» The task:
Convert the data below into a Markdown table with a Row column holding the row number and a Line column holding the line text, skipping blank lines. Include only the lines starting with the line containing "Where can the cloud" and going on through the line containing "pixel 564 142", both ends included.

### Given information

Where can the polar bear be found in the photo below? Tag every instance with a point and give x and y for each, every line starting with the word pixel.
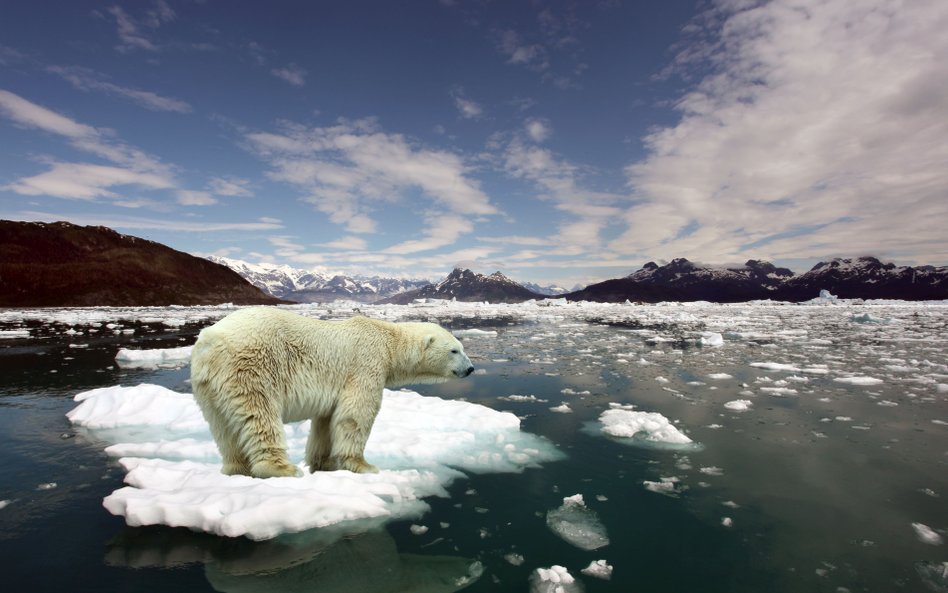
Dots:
pixel 260 367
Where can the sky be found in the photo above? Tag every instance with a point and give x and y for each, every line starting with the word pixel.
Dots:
pixel 557 142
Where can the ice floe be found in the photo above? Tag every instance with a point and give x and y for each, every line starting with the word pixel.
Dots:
pixel 578 524
pixel 641 426
pixel 129 358
pixel 555 579
pixel 739 405
pixel 421 444
pixel 926 534
pixel 599 569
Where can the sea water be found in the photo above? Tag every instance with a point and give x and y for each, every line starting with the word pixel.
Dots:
pixel 814 457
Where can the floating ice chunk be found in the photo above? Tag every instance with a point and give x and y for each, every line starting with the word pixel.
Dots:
pixel 711 339
pixel 14 333
pixel 599 569
pixel 926 534
pixel 867 318
pixel 647 426
pixel 933 574
pixel 776 366
pixel 521 398
pixel 779 391
pixel 577 524
pixel 739 405
pixel 555 579
pixel 421 444
pixel 667 486
pixel 858 380
pixel 474 333
pixel 135 359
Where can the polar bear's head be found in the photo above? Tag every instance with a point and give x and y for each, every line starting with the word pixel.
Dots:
pixel 440 355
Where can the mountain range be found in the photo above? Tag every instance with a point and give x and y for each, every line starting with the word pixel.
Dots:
pixel 682 280
pixel 60 264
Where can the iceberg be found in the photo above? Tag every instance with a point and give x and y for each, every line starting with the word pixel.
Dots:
pixel 577 524
pixel 136 359
pixel 420 444
pixel 650 427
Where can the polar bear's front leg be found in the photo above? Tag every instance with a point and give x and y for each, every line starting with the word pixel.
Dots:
pixel 319 445
pixel 349 431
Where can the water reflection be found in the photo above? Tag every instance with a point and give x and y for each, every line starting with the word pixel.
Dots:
pixel 318 560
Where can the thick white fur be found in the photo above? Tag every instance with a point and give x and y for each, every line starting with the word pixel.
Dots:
pixel 260 367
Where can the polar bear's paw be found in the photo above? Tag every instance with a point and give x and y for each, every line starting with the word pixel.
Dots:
pixel 353 464
pixel 269 469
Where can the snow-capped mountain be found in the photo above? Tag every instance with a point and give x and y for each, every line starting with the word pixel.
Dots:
pixel 309 286
pixel 682 280
pixel 550 289
pixel 466 285
pixel 869 278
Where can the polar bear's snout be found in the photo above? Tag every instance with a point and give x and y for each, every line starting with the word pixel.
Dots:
pixel 464 366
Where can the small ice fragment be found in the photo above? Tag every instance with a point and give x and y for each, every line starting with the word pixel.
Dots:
pixel 858 380
pixel 577 524
pixel 926 534
pixel 555 579
pixel 739 405
pixel 599 569
pixel 649 426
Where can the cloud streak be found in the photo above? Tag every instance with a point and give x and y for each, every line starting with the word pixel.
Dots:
pixel 346 169
pixel 819 131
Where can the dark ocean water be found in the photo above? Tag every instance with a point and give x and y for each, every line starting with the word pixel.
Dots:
pixel 820 487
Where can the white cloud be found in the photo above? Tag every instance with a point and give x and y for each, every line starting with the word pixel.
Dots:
pixel 538 129
pixel 467 108
pixel 230 186
pixel 347 243
pixel 83 181
pixel 128 32
pixel 587 212
pixel 347 170
pixel 87 80
pixel 128 222
pixel 291 73
pixel 189 197
pixel 819 131
pixel 31 115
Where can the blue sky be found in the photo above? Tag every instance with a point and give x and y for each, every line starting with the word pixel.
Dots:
pixel 564 142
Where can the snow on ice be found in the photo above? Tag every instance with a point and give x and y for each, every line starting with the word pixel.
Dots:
pixel 578 524
pixel 141 359
pixel 641 426
pixel 555 579
pixel 421 444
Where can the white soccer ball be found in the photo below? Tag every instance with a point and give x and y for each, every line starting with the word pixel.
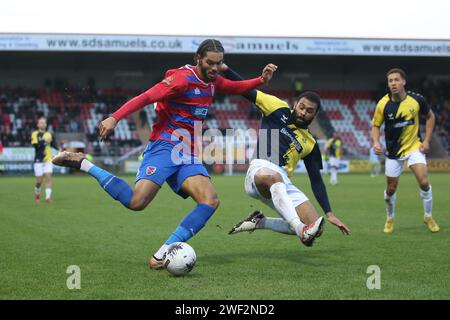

######

» Output for this exercise:
| Row | Line |
|---|---|
| 1 | Where can the cloud streak be found in the photo above? Tag every instance with a point and give x and y for each, every line starting with the word pixel. |
| 2 | Dots: |
| 3 | pixel 346 169 |
| 4 | pixel 819 131 |
| 5 | Where can the dark ocean water be found in the photo above? Tag every instance with a point and give x and y for each, every line starting with the word pixel. |
| 6 | Dots: |
| 7 | pixel 820 487 |
| 8 | Where can the white cloud be found in the photo above? Tag every instance with a point and give x and y for each, every line starting with the word pixel. |
| 9 | Dots: |
| 10 | pixel 538 129 |
| 11 | pixel 467 108 |
| 12 | pixel 230 186 |
| 13 | pixel 347 243 |
| 14 | pixel 83 181 |
| 15 | pixel 128 32 |
| 16 | pixel 587 212 |
| 17 | pixel 347 170 |
| 18 | pixel 87 80 |
| 19 | pixel 128 222 |
| 20 | pixel 291 73 |
| 21 | pixel 189 197 |
| 22 | pixel 819 131 |
| 23 | pixel 31 115 |
| 24 | Where can the blue sky be found in the photo above? Tag every instance with a point and give x and y for each, every line starting with the word pixel. |
| 25 | Dots: |
| 26 | pixel 564 142 |